● **Exercise instructions**:
Wherever a line in the data holds the word "instance", pull that line out.

Stored data entries:
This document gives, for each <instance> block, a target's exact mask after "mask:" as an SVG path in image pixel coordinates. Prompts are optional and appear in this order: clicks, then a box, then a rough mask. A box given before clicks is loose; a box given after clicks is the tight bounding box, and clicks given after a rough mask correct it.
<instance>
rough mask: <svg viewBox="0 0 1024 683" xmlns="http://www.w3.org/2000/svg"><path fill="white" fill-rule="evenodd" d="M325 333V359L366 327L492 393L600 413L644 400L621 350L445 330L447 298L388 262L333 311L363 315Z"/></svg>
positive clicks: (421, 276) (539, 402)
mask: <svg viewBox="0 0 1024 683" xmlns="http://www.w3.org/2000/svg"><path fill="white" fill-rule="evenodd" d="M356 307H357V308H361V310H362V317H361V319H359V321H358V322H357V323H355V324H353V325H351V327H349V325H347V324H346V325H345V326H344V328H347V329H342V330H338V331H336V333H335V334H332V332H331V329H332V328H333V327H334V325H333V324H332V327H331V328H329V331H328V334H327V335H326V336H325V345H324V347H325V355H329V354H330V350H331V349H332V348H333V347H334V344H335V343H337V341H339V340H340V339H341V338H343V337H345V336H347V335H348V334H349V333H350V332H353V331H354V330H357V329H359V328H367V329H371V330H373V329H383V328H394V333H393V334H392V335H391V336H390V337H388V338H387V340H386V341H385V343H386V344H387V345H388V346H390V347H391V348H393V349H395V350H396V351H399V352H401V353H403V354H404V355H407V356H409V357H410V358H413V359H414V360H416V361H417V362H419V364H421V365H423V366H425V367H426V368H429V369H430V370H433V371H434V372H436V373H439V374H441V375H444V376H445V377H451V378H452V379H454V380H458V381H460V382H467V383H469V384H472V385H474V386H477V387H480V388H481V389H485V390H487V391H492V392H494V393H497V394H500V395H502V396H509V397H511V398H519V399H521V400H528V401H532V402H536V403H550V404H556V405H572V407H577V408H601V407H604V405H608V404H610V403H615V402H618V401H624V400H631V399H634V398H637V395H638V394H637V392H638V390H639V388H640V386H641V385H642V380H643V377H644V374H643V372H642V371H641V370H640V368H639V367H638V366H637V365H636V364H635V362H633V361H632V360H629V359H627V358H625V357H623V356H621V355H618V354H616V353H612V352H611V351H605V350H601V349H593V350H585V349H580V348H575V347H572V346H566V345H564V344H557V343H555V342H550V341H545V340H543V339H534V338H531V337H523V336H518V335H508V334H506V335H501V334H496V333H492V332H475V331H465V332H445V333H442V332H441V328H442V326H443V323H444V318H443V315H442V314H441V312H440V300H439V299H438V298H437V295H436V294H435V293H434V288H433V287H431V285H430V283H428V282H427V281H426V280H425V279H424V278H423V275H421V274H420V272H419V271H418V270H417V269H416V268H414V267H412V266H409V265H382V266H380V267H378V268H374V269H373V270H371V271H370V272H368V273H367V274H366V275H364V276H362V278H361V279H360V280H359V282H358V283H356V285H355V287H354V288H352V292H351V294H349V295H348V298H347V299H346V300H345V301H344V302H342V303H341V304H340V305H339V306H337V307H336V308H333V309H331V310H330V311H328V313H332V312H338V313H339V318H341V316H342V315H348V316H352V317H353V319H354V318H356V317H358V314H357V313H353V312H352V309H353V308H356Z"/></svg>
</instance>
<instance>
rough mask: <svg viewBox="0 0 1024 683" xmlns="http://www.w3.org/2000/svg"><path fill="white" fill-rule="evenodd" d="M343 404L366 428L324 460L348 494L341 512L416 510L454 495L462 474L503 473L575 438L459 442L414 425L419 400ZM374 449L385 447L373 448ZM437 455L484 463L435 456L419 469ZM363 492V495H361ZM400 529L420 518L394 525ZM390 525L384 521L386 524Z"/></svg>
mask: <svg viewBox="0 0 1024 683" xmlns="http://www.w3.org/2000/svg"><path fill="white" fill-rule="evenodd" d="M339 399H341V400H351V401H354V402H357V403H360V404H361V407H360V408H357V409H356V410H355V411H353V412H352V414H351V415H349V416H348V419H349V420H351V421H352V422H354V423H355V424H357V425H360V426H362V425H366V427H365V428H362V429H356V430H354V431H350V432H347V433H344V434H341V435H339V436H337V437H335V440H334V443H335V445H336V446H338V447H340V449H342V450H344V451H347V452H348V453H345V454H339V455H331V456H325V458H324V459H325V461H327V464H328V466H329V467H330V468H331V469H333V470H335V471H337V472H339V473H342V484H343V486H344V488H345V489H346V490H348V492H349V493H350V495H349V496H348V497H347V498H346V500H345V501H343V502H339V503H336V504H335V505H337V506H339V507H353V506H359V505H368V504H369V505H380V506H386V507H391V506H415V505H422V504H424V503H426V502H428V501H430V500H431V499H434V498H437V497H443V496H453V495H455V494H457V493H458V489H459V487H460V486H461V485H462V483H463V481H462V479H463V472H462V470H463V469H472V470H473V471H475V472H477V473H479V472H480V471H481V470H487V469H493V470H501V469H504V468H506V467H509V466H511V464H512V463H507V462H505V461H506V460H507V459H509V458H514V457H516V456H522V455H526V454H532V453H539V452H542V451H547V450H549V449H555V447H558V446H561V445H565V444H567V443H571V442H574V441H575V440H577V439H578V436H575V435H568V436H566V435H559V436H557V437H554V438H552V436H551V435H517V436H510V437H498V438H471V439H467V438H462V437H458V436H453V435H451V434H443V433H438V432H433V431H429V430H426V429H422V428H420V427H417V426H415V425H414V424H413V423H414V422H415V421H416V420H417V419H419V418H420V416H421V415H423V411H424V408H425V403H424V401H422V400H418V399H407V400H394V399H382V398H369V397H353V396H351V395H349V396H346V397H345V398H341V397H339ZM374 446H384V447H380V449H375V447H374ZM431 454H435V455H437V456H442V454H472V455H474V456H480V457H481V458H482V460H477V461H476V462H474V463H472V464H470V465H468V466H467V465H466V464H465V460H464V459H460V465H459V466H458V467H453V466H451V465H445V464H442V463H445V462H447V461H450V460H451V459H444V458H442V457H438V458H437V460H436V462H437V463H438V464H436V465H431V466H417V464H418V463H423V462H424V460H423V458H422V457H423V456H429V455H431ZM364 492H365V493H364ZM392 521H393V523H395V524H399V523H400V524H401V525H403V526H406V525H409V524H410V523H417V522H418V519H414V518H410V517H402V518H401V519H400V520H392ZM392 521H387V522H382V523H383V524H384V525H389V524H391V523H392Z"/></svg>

● **Task solution**:
This document gives, for each <instance> block, a target's exact mask after "mask:" as an SVG path in image pixel coordinates. Prompts are optional and appear in this order: clicks, then a box, then a rough mask. A box given before clicks is loose; a box given after clicks is the tight bounding box, and clicks given after a rough mask correct it.
<instance>
</instance>
<instance>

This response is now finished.